Rewrite every one of the entries below as a Markdown table with two columns, Number and Text. Each line gets its own numbered row, and blank lines are left out.

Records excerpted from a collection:
————

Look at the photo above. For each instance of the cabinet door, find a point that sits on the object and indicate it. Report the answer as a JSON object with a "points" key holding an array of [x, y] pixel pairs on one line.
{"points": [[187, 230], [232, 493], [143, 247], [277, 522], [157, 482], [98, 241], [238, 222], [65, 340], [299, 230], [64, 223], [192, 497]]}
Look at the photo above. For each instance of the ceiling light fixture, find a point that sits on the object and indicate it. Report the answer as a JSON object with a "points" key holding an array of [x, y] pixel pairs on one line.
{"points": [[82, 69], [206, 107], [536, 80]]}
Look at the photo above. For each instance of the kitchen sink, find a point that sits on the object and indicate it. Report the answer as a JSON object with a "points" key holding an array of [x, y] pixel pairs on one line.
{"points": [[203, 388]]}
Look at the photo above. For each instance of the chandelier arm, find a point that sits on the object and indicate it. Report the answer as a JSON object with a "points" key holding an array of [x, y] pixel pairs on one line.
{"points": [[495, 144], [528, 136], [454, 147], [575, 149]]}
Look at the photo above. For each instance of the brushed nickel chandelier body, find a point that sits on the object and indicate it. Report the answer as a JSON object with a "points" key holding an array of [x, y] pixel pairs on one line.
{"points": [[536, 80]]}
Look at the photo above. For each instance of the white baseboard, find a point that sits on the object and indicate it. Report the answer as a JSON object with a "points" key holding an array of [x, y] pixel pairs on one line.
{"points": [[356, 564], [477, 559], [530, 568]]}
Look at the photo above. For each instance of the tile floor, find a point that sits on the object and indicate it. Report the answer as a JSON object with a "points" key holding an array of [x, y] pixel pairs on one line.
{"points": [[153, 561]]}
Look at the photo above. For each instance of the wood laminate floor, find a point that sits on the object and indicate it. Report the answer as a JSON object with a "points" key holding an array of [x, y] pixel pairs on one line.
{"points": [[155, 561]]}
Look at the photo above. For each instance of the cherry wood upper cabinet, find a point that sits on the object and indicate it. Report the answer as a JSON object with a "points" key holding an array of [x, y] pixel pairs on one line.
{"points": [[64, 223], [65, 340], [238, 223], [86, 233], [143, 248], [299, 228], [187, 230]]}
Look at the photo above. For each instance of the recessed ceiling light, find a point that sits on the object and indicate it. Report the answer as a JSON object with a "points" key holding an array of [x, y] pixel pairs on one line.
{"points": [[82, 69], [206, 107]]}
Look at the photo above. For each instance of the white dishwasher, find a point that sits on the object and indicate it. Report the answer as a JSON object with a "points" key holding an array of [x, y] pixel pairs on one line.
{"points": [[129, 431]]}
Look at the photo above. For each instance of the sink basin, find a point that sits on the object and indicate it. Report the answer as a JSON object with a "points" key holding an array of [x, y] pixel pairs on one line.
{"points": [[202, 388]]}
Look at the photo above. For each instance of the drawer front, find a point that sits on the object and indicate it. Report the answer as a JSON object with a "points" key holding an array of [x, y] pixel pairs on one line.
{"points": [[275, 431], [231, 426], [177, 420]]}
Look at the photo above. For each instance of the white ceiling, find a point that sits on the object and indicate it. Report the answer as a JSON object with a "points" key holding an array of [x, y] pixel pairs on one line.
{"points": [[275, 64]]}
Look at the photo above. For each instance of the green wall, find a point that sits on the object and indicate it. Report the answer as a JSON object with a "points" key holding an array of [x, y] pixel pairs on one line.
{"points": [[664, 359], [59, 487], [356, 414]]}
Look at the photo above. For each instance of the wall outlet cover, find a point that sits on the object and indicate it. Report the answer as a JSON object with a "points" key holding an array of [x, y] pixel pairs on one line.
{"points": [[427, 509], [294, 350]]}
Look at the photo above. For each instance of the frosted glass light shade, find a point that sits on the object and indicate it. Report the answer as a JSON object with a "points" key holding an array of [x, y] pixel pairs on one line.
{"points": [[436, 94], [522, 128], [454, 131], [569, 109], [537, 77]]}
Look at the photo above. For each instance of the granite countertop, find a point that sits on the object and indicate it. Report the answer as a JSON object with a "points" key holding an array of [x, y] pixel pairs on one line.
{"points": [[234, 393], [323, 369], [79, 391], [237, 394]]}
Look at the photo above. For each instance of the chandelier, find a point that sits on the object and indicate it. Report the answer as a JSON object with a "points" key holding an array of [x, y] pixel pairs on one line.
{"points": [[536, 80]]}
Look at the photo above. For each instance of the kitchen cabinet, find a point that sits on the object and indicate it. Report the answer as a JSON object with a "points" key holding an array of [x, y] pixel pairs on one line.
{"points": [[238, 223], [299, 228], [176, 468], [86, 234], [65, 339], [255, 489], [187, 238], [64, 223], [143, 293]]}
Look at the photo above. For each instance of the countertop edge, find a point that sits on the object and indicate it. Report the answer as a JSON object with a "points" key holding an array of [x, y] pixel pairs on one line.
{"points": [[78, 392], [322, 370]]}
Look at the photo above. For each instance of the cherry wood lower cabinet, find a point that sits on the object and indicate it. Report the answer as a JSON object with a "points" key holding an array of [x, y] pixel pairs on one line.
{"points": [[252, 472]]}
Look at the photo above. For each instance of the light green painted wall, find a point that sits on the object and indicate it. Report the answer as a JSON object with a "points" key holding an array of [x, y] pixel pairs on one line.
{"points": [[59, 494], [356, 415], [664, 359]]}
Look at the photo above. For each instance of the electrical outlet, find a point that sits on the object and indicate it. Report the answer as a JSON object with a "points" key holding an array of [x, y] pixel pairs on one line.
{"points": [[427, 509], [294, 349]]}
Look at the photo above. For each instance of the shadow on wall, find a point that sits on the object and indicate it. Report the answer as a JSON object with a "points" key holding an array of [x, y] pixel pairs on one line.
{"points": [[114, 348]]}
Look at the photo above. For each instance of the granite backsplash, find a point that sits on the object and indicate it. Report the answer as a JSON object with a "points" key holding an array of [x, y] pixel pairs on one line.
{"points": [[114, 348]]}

————

_COMPLETED TASK_:
| Number | Text |
|---|---|
| 1 | Look at the photo above. For each instance of the cabinet door, find a point that sits on the object and indicate it. Report the answer as a JSON object with a "points" key holding an array of [x, y] pixel pairs on one line. |
| 2 | {"points": [[187, 230], [232, 493], [143, 247], [277, 522], [157, 482], [98, 241], [238, 222], [65, 340], [299, 230], [64, 223], [192, 497]]} |
| 3 | Look at the photo above. For each instance of the ceiling light fixture, find a point that sits on the object and indicate it. Report the answer as a JSON object with a "points" key holding an array of [x, y] pixel pairs on one line. |
| 4 | {"points": [[82, 69], [206, 107], [536, 80]]} |
| 5 | Look at the photo above. For each instance of the kitchen sink, find a point that sits on the object and indicate it. Report the answer as a JSON object with a "points" key holding an array of [x, y] pixel pairs on one line. |
| 6 | {"points": [[203, 388]]} |
| 7 | Look at the photo above. For each instance of the chandelier arm, find a point that sits on the object and indicate it. Report the answer as a JSON object with a "points" key holding an array of [x, y] pixel pairs on one line. |
| 8 | {"points": [[495, 144], [528, 136], [454, 147], [575, 149]]} |
| 9 | Look at the photo above. For each instance of the brushed nickel chandelier body, find a point that sits on the object and indicate it. Report the answer as a JSON object with a "points" key holding an array of [x, y] pixel pairs on one line. |
| 10 | {"points": [[536, 80]]} |
| 11 | Look at the photo above. For each instance of the white baseboard, find a point that sits on the object and indicate it. Report the answer as a JSON object with a "points" key holding an array of [x, y] pixel pairs on one line. |
| 12 | {"points": [[356, 564], [477, 559], [530, 568]]} |
| 13 | Look at the photo above. For each instance of the tile floor, find a point that sits on the object and indicate it. Report the answer as a JSON object with a "points" key holding an array of [x, y] pixel pairs on one line. |
| 14 | {"points": [[153, 561]]} |
| 15 | Look at the photo above. For each instance of the wood laminate floor, find a point that sits on the object and indicate it. Report the answer as a JSON object with a "points" key holding an array of [x, y] pixel pairs on one line. |
| 16 | {"points": [[155, 561]]} |
| 17 | Look at the photo above. For each instance of the cherry wood upper cabinet, find a point that sits on the object and indicate it. Report the answer as a JSON object with a "points" key holding an array of [x, y] pixel pairs on one line. |
| 18 | {"points": [[64, 223], [65, 340], [238, 223], [86, 233], [143, 248], [299, 228], [187, 230]]} |
| 19 | Look at the photo above. For each instance of the recessed ceiling light, find a point that sits on the object and indicate it. Report the answer as a JSON object with a "points" key holding an array of [x, y] pixel pairs on one line. |
| 20 | {"points": [[82, 69], [206, 107]]} |
| 21 | Look at the photo above. For each instance of the white dishwasher, find a point that sits on the object and indicate it. Report the answer as a JSON object with a "points" key holding an array of [x, y] pixel pairs on one line. |
| 22 | {"points": [[129, 431]]} |
| 23 | Look at the photo above. For each instance of the sink basin, find a point that sits on the object and indicate it. Report the answer as a JSON object with a "points" key holding an array of [x, y] pixel pairs on one line. |
| 24 | {"points": [[202, 388]]} |
| 25 | Look at the photo above. For each instance of the drawer front, find a point that sits on the object and indicate it. Report the answer as a JSON object with a "points" key holding an array of [x, y] pixel pairs on one line. |
| 26 | {"points": [[275, 431], [231, 426], [177, 420]]} |
| 27 | Look at the photo above. For each instance of the white ceiling, find a point that sits on the object and indicate it. Report the answer as a JSON object with a "points" key holding an array of [x, y] pixel pairs on one line. |
| 28 | {"points": [[275, 64]]} |
| 29 | Look at the photo above. For each instance of the green wall, find a point that sits on the object and indicate it. Report the answer as a JSON object with a "points" key holding an array of [x, y] pixel pairs on one line. |
| 30 | {"points": [[664, 359], [59, 487], [356, 414]]} |
| 31 | Look at the photo above. For each instance of the wall outlet cover, find a point that sits on the object and indicate it. Report the answer as a JSON object with a "points" key holding an array of [x, y] pixel pairs on one line. |
| 32 | {"points": [[427, 509], [294, 350]]} |
| 33 | Look at the photo above. For each instance of the frosted glass light shade, find a point that sits on the object and indicate it. Report the answer as a JSON object with a "points" key holding an array of [x, y] pixel pairs on one line. |
| 34 | {"points": [[436, 94], [522, 128], [454, 131], [569, 109], [537, 77]]} |
| 35 | Look at the photo above. For each instance of the granite countertop, find a point that sits on the object and indicate it. Report the answer as a JSON object with a "points" key holding an array of [x, y] pixel pairs on one line. |
| 36 | {"points": [[234, 393], [323, 369], [79, 391], [237, 394]]} |
| 37 | Look at the photo above. For each instance of the chandelier, find a point that sits on the object and indicate it. Report the answer as a JSON object with a "points" key holding an array of [x, y] pixel pairs on one line. |
| 38 | {"points": [[536, 80]]} |
| 39 | Look at the photo above. For each instance of the kitchen cabinet, find a point that sits on the object and indicate it. Report the answer as a JSON object with a "points" key holding an array of [x, y] pixel pairs on one line. |
| 40 | {"points": [[238, 223], [299, 228], [176, 468], [86, 234], [65, 339], [255, 489], [187, 238], [64, 223], [143, 293]]} |
| 41 | Look at the photo above. For each instance of the countertop edge, find a point that sits on the object and indicate it. Report the answer as a JSON object with a "points" key holding an array of [x, y] pixel pairs on one line. |
| 42 | {"points": [[78, 392], [322, 370]]} |
| 43 | Look at the photo above. For each instance of the cherry wood lower cabinet, find a point that sits on the object and indicate it. Report the answer as a JSON object with a "points" key holding an array of [x, y] pixel pairs on one line. |
| 44 | {"points": [[252, 472]]} |
| 45 | Look at the photo above. For each instance of the light green painted wall, find a point that sits on the object and indicate it. Report the answer as a JSON object with a "points" key holding an array of [x, y] pixel pairs on one line. |
| 46 | {"points": [[59, 494], [356, 415], [664, 359]]} |
| 47 | Look at the photo above. For each instance of the electrical outlet, find a point that sits on the object and indicate it. Report the answer as a JSON object with a "points" key holding an array of [x, y] pixel pairs on one line. |
| 48 | {"points": [[427, 509], [294, 349]]} |
| 49 | Look at the photo above. For each instance of the shadow on wall, find a point that sits on the object and indicate it. Report the answer as a JSON object with a "points" key holding an array of [x, y] pixel pairs on one line. |
| 50 | {"points": [[114, 348]]} |
| 51 | Look at the photo above. For each instance of the granite backsplash, find a point that sits on the object and indicate it. Report the answer as a JSON object with a "points" key holding an array of [x, y] pixel pairs on one line. |
| 52 | {"points": [[114, 348]]} |